- Problems to solve
(A) From the bug-report thread, reproduce everything from "Thread: Re: Regexp" down to "about this issue." without alteration.
(B) According to the bug-report thread, what string must be included in the subject line of all future correspondence about this issue?

- Article

List Info

Thread: Re: Regexp failure with utf8-flagged string and byte-flagged pattern




Re: Regexp failure with utf8-flagged string and byte-flagged pattern
user name
2007-09-21 09:59:07
> On 9/20/07, via RT srezic  cpan. org
<perlbug-followupperl.org> wrote:
>> # New Ticket Created by  sreziccpan.org
>> # Please include the string:  [perl #45605]
>> # in the subject line of all future correspondence
about this issue.
>> # <URL: h
ttp://rt.perl.org/rt3/Ticket/Display.html?id=45605 >
>>
>>
>> This is a bug report for perl from sreziccpan.org,
>> generated with the help of perlbug 1.36 running
under perl 5.10.0.
>>
>>
>>
------------------------------------------------------------
-----
>> The script below works as expected until perl 5.8.8
(i.e. it prints
>> "1").
>> With perl5.10.0 the pattern does not match
anymore.

- Stored data entries
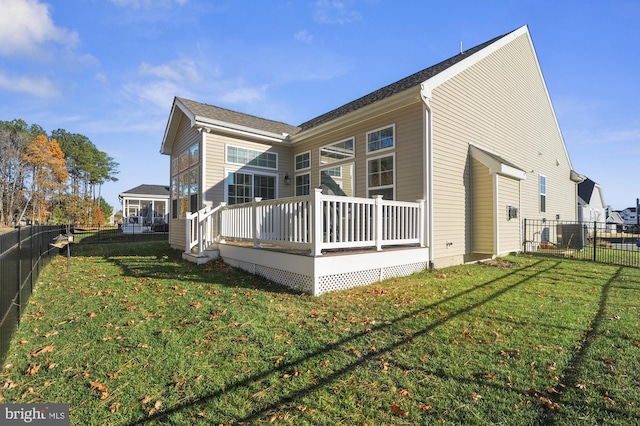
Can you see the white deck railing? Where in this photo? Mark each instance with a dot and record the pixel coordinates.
(314, 222)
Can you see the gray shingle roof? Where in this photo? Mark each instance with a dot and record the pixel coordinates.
(161, 190)
(234, 117)
(246, 120)
(397, 87)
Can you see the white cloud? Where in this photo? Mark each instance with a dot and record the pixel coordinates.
(179, 70)
(25, 27)
(148, 4)
(303, 36)
(243, 95)
(335, 12)
(36, 86)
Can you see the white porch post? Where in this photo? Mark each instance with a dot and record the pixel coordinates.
(316, 222)
(254, 221)
(188, 234)
(200, 235)
(219, 224)
(421, 222)
(378, 221)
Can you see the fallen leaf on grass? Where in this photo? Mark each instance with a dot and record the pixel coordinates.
(8, 384)
(399, 411)
(155, 408)
(44, 350)
(100, 388)
(33, 369)
(425, 407)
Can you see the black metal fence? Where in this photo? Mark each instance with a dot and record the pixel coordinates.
(595, 241)
(24, 251)
(105, 234)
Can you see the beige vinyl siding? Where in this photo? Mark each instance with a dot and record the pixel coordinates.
(185, 138)
(508, 230)
(408, 149)
(216, 165)
(500, 104)
(483, 208)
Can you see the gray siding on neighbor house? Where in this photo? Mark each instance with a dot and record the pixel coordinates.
(499, 103)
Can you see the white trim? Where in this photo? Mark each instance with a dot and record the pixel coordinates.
(246, 171)
(226, 157)
(295, 161)
(393, 186)
(393, 128)
(540, 194)
(295, 185)
(340, 179)
(348, 159)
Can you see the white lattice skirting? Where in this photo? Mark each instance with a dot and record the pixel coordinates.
(318, 275)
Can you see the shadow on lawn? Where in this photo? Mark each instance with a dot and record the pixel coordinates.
(364, 359)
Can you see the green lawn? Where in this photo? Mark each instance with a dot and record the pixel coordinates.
(132, 334)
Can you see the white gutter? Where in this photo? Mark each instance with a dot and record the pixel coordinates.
(425, 95)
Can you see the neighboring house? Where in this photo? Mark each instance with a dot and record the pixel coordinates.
(614, 219)
(474, 137)
(630, 217)
(591, 205)
(144, 208)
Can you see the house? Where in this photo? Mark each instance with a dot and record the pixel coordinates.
(145, 208)
(591, 205)
(436, 169)
(629, 217)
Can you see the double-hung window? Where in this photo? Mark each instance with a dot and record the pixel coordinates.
(303, 180)
(185, 182)
(242, 186)
(337, 168)
(381, 170)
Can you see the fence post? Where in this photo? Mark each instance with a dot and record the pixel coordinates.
(421, 222)
(316, 223)
(378, 221)
(254, 221)
(595, 236)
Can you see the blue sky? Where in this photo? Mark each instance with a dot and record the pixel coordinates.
(109, 69)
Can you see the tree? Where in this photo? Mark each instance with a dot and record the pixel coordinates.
(45, 161)
(15, 136)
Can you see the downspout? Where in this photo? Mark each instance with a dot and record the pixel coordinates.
(203, 165)
(425, 95)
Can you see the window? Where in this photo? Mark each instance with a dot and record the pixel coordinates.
(337, 180)
(244, 187)
(303, 184)
(337, 152)
(193, 155)
(251, 157)
(380, 139)
(381, 177)
(185, 182)
(303, 161)
(543, 194)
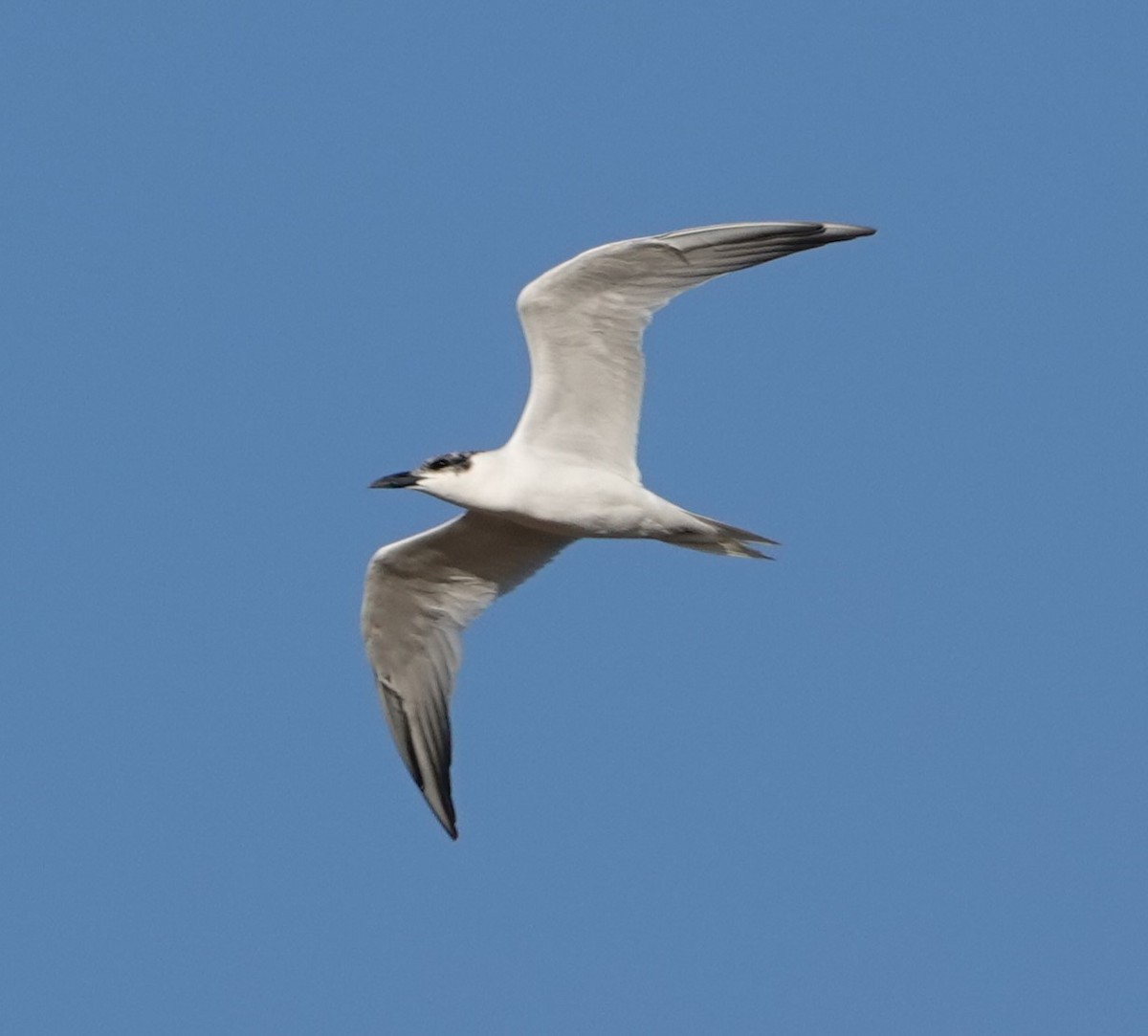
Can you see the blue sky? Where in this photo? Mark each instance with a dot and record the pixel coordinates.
(256, 255)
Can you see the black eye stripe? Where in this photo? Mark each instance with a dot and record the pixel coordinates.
(448, 461)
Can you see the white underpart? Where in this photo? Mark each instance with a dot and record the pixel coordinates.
(567, 473)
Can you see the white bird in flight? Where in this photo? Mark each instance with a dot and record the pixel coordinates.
(567, 473)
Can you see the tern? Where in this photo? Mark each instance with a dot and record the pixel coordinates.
(567, 473)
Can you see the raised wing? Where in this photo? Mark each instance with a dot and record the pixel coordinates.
(420, 594)
(584, 324)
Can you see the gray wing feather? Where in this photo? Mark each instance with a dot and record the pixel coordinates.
(420, 594)
(584, 322)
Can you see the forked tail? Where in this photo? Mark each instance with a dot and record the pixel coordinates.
(718, 538)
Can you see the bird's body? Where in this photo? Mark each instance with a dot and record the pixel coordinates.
(567, 473)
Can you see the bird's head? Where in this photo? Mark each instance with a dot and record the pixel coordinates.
(441, 476)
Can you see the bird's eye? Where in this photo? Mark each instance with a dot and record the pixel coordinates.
(448, 461)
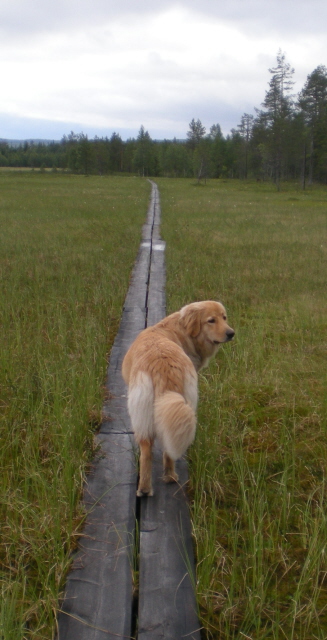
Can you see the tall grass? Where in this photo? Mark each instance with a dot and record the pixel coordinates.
(67, 247)
(258, 465)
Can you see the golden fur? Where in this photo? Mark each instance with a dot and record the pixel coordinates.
(160, 369)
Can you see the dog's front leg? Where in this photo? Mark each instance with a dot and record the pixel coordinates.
(170, 474)
(145, 481)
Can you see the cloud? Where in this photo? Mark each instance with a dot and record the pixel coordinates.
(112, 66)
(276, 16)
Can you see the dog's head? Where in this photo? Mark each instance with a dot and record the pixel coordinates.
(206, 323)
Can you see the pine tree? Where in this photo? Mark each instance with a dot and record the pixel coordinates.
(313, 105)
(277, 114)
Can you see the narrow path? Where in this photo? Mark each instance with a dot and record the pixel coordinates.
(133, 573)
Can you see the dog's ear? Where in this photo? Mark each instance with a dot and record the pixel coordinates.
(191, 320)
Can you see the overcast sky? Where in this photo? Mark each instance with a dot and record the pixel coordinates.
(100, 66)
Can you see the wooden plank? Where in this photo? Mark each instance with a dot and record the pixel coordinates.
(99, 588)
(167, 603)
(98, 600)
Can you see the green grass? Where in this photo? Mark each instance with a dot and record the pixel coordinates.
(67, 249)
(258, 465)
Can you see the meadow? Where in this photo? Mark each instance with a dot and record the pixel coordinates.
(67, 247)
(258, 464)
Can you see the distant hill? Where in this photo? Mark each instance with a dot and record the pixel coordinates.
(20, 143)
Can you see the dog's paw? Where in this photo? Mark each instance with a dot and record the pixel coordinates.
(170, 477)
(144, 494)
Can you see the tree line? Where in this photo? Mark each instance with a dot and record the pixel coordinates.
(286, 139)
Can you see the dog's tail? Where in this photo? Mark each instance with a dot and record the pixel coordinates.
(174, 423)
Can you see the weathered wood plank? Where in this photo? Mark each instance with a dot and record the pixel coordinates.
(99, 589)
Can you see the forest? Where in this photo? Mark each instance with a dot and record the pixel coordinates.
(286, 139)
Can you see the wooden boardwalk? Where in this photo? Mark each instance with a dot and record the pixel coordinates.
(133, 573)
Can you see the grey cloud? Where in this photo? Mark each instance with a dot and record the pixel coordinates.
(276, 16)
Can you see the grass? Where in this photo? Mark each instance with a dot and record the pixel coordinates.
(67, 249)
(258, 465)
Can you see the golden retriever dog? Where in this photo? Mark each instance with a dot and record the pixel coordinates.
(160, 369)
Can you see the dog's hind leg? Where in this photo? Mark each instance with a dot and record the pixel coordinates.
(145, 481)
(170, 474)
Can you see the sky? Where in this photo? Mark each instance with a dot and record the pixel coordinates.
(104, 66)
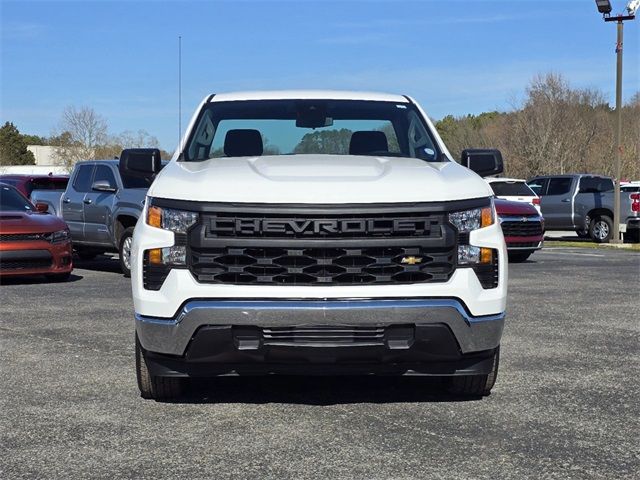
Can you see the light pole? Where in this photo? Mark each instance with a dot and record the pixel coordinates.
(604, 7)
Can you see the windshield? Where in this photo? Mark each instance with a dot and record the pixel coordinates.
(511, 189)
(329, 127)
(12, 201)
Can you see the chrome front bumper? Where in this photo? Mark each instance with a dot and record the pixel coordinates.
(172, 335)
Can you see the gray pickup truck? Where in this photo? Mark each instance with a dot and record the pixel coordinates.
(101, 207)
(584, 203)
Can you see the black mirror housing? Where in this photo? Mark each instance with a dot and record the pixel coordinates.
(484, 162)
(140, 162)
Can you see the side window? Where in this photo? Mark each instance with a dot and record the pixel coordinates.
(559, 186)
(82, 182)
(538, 186)
(104, 173)
(595, 185)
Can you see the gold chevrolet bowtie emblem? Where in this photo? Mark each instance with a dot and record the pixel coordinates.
(411, 260)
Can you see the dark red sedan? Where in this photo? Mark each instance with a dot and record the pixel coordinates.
(522, 226)
(26, 184)
(32, 242)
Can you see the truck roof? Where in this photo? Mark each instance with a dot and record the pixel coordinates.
(307, 95)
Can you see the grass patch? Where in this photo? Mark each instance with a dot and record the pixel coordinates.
(587, 244)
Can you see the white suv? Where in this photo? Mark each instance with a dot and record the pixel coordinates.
(308, 232)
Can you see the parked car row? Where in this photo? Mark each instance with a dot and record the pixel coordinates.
(579, 202)
(101, 207)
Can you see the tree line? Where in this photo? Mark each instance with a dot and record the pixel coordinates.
(82, 134)
(555, 129)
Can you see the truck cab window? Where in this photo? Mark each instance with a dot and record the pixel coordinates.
(559, 186)
(104, 173)
(82, 182)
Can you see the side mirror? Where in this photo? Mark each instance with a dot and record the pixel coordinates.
(484, 162)
(140, 162)
(103, 186)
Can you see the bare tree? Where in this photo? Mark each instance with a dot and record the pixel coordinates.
(81, 132)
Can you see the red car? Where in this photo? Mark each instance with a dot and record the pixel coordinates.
(32, 242)
(522, 226)
(26, 184)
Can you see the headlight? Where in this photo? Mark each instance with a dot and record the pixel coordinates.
(465, 222)
(178, 221)
(61, 236)
(469, 220)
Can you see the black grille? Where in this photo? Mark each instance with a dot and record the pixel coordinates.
(327, 246)
(322, 266)
(527, 228)
(24, 237)
(323, 335)
(26, 263)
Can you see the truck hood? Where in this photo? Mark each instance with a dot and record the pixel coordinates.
(316, 179)
(508, 207)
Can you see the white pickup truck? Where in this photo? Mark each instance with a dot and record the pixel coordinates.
(317, 232)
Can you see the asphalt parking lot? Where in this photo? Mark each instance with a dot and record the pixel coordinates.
(566, 404)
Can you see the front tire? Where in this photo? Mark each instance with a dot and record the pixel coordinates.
(476, 385)
(601, 229)
(152, 387)
(124, 251)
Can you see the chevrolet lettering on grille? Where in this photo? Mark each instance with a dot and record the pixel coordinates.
(317, 227)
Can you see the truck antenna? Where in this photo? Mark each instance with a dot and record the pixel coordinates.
(179, 89)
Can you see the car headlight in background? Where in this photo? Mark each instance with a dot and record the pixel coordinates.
(176, 221)
(60, 236)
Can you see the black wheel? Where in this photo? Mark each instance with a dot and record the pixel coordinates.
(476, 385)
(156, 388)
(519, 257)
(59, 277)
(600, 229)
(124, 251)
(632, 236)
(86, 254)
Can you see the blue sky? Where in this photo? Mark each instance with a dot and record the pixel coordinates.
(454, 57)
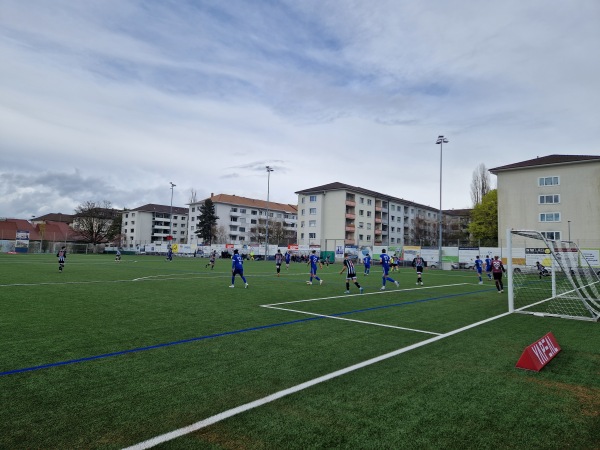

- Solutions for each task
(A)
Thread: Re: Regexp failure with utf8-flagged string and byte-flagged pattern




Re: Regexp failure with utf8-flagged string and byte-flagged pattern
user name
2007-09-21 09:59:07
> On 9/20/07, via RT srezic  cpan. org
<perlbug-followupperl.org> wrote:
>> # New Ticket Created by  sreziccpan.org
>> # Please include the string:  [perl #45605]
>> # in the subject line of all future correspondence
about this issue.

(B) [perl #45605]